# Hard starting



## mkohan (Dec 19, 2015)

joshpjost said:


> Observed what I would call a hard starting condition for the last 2-3 months now, not to be confused with slow starting. It cranks just fine but takes longer than usual to turn over, usually 3-4 seconds, i think i can rule battery out. Some notes below:
> 
> -Doesn’t appear to be temperature dependent. Still has hard time starting in 70 degree weather
> -doesn’t happen all the time. Usually only when starting in the morning after car has sit for 12 hours overnight. Starts fine after leaving work in the afternoons
> ...


----------



## mkohan (Dec 19, 2015)

how is the fuel filter?


----------



## MP81 (Jul 20, 2015)

How many miles?

Have you cleaned your EGR valve before?


----------



## joshpjost (Jul 22, 2013)

Fuel filter changed 15k miles ago. 

I’m at 163k and deleted. 


Sent from my iPhone using Tapatalk


----------



## MP81 (Jul 20, 2015)

So shouldn't be either then...EGR blocked off, I presume?

70 degree weather it should basically barely be using the glow plugs, so I'd say it's probably not those.


----------



## oreo382 (Sep 17, 2014)

You say 3 of 4 were less than 0.1 ohms.That's too low.I measured mine and all were 0.35 ohms.I put my meter probe on the ground point of one of the plugs by mistake and got 0.1 ohms,sounds like what you have done.You have to put the probe just a little higher.Make sure and zero out the meter lead resistance before taking your measurements.1 ohm is too high,I think that is your starting problem however check all the 0.1 ohm ones again.The spec for the glowplugs is 0.5 ohms,which would be temperature dependent,mine at 0.35 ohms at about 60 degrees F and the car starts perfectly.The glow plugs still come into play even at summer morning temperatures.The other day I just cranked the car over before witing and it cranked and didn't start for a good 5 seconds or so.Mine usually starts in a second or two at the most.Anyway,your 1 ohm plug is bad and maybe others? That is your problem starting.

——

| REQUIREMENT |
Answer these questions from the thread on hard starting:
1. How many miles ago was the fuel filter changed?
2. What mileage does joshpjost report?
3. What resistance did oreo382 measure on each of their own glow plugs?
The rows that come next aren't needed for this work.

——

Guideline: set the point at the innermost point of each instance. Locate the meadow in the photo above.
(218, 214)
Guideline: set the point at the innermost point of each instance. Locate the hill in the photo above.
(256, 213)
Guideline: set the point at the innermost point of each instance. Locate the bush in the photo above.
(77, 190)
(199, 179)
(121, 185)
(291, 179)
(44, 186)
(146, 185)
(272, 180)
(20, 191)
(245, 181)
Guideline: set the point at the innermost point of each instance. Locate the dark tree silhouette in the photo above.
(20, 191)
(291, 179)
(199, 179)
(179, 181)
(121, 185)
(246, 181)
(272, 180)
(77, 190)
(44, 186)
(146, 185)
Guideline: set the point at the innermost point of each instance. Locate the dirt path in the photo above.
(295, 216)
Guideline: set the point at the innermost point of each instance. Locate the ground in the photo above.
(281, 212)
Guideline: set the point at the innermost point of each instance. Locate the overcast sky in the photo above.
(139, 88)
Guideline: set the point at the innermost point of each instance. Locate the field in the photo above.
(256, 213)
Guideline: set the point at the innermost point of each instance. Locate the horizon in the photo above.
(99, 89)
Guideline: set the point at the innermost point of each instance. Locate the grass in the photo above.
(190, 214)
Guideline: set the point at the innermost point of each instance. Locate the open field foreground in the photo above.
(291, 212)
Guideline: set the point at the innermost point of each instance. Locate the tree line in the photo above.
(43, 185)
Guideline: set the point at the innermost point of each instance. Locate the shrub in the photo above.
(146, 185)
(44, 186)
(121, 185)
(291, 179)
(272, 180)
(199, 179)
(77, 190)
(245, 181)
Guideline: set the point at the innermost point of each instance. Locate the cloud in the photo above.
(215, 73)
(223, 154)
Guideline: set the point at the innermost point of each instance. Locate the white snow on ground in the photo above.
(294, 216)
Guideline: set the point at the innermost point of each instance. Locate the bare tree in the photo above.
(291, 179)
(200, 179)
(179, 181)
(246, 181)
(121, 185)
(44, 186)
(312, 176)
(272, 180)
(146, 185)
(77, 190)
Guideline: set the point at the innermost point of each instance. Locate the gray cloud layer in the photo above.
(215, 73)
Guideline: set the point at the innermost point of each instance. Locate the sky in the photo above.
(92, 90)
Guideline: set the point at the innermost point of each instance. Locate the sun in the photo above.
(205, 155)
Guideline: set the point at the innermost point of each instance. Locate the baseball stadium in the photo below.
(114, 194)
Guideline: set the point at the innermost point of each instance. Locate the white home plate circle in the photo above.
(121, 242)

——

| SOLUTION TO THIS EXERCISE |
1. 15k miles ago
2. 163k
3. 0.35 ohms